▸ **Assignment**: Translate this sentence from the comment on tax rates below into Spanish: "Reagan reduced top marginal rates from 70% to 28%, about a 60% reduction."

▸ **Selected passage**:
^^^^^^^^

The first major problem is that, like many Limbaugh listeners, you don't know what you are talking about.

Take a look at the graph in the link.

Kennedy reduced top marginal tax rates from 90% to 70%, about a 22% reduction. Reagan reduced top marginal rates from 70% to 28%, about a 60% reduction. That is not "weren't all that different", in fact it is really quite different.

(BTW, Looking at your lack of math skills, I have to challenge your geek credentials, here.)

How different?

Look at those huge Republican tax cuts in the 1920s. Where did they lead us? The Great Depression.

Look at those huge tax rates (70% or greater) from the mid 30s to the 1980s, what happened then? The high rates did not deter growth and innovation. In fact, it could be argued it spurred it on. We won a big war, successfully completed the Manhattan Project, the digital computer was invented, the U.S. Interstate Highway System was built, the transistor was developed, college education was affordable, the jet age revolutionized transportation and diplomacy, satellites revolutionized communication and weather prediction (took GW Bush to ignore it with Katrina), the internet was invented (ARAPNET 1969), Polio was cured, we put a man on the moon. the cell phone was invented, the American auto industry was at its zenith, American industrial growth was at an all time high. We had arguably the best-educated, best-trained workforce in the world -- and it was working. Oh, yeah, and Mister's Jobs and Wozniak gave us the personal computer.

Reagan's tax cuts gave us what? The space shuttle "Challenger" disaster, the S&L crises, and the worst recession since ... The Great Depression.

The economy didn't start growing again until George H.W. Bush broke his promise about reading his lips and new taxes.

But you and your Limbaugh-brand, Kool-Aid drinking friends allowed an all-Republican government to cut taxes again, and what happened? The worst economic depression since ... The Great Depression.

You are correct on one point, Mr. BRAIN-IS-FRIED, the Laffer curve does not take into account human behavior, which makes it a useless model. That is one of many reasons most economists to refer to it as "The Laugher Curve."

You still haven't addressed trickle-down economics. But you have most definitively established that you have very little grasp of the truth.

^^^^^^^^

[Referring expression pointing data]
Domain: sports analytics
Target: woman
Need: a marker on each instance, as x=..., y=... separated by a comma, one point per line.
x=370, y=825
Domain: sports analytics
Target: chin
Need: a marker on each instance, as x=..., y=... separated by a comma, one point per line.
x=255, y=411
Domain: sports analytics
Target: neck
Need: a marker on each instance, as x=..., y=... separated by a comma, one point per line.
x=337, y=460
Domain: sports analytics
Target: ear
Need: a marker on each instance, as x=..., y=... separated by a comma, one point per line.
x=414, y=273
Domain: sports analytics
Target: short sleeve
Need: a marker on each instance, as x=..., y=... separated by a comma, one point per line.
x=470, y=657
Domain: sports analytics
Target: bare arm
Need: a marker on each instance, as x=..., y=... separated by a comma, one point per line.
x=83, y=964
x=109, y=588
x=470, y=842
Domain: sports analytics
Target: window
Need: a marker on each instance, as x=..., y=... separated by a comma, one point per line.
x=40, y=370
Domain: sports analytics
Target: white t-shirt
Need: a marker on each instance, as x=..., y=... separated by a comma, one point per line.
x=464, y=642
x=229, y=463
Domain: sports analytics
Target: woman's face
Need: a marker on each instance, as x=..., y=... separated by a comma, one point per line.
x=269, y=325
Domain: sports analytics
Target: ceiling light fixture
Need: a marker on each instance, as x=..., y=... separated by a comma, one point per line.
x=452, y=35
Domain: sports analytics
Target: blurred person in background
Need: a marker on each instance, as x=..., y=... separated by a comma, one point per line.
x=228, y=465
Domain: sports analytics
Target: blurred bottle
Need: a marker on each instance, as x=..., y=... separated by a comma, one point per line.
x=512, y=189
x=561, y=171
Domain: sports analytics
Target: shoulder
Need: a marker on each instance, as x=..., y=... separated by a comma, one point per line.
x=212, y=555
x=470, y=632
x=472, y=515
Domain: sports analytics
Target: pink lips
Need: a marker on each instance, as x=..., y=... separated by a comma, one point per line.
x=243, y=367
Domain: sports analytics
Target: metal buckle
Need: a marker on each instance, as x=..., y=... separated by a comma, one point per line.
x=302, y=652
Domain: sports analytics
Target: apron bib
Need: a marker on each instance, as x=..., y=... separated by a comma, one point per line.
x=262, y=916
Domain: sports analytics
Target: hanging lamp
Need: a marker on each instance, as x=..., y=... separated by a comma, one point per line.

^^^^^^^^

▸ **Task response**: Reagan redujo las tasas marginales máximas del 70 % al 28 %, una reducción de aproximadamente el 60 %.